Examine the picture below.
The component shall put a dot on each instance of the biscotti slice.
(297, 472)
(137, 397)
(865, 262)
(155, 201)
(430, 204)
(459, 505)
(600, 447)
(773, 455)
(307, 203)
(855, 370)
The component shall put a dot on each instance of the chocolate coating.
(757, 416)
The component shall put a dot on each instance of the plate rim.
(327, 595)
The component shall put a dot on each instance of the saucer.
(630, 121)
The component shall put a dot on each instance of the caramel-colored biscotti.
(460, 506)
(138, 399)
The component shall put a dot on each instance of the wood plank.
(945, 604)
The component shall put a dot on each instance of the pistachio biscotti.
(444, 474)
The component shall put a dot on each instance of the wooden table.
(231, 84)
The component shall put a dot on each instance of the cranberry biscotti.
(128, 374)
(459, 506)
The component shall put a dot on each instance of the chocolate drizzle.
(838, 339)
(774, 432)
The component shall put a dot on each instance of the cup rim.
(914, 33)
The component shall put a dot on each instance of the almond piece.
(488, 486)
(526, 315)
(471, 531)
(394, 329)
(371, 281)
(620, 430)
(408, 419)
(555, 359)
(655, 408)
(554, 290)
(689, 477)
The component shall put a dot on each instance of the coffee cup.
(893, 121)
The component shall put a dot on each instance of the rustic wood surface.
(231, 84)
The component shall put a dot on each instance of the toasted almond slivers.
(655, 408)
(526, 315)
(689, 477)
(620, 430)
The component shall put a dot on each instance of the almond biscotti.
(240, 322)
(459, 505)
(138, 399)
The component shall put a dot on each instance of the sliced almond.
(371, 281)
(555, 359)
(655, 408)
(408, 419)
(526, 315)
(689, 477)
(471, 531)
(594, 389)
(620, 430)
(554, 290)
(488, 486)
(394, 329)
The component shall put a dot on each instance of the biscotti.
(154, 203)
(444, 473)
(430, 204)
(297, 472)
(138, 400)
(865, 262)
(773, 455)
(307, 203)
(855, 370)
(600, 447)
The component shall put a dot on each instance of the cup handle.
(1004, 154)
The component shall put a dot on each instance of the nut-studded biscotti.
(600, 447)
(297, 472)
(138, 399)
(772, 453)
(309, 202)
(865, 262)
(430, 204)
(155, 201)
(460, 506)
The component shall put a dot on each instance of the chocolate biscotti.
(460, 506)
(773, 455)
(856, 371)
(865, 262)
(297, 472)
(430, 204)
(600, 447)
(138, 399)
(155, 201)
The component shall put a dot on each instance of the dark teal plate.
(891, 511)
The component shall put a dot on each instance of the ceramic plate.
========================
- [Exercise description]
Give exactly the lines from the one with "the almond piece." to the end of the entries, nothing before them.

- [Exercise output]
The component shall put a dot on each instance of the almond piece.
(488, 486)
(526, 315)
(471, 531)
(394, 329)
(371, 281)
(620, 430)
(408, 419)
(555, 359)
(655, 408)
(554, 290)
(689, 477)
The component shall put a dot on each instance of the coffee cup.
(893, 121)
The component shall put a dot on each instance of the rustic wood surface.
(231, 84)
The component shall put a dot on each instance of the toasted almond slivers.
(655, 408)
(526, 315)
(689, 477)
(620, 430)
The component shall put a dot on each instance of the almond biscotti.
(240, 322)
(459, 505)
(138, 399)
The component shall put a dot on each instance of the sliced almond.
(371, 281)
(555, 359)
(655, 408)
(408, 419)
(526, 315)
(689, 477)
(471, 531)
(594, 389)
(620, 430)
(554, 290)
(488, 486)
(394, 329)
The component shall put a dot on each instance of the biscotti.
(154, 203)
(444, 473)
(430, 204)
(297, 472)
(138, 400)
(865, 262)
(773, 455)
(307, 203)
(855, 370)
(600, 447)
The component shall put a dot on each instance of the cup handle.
(1004, 154)
The component shall put a dot on each instance of the nut-studded biscotti.
(600, 447)
(297, 472)
(138, 399)
(772, 453)
(309, 202)
(865, 262)
(430, 204)
(155, 201)
(460, 506)
The component shall put a dot on each instance of the chocolate biscotti.
(460, 506)
(773, 455)
(856, 371)
(865, 262)
(297, 472)
(430, 204)
(600, 447)
(138, 399)
(155, 201)
The component shall put a dot on each instance of the dark teal plate.
(891, 511)
The component shall put a dot on each instance of the ceramic plate.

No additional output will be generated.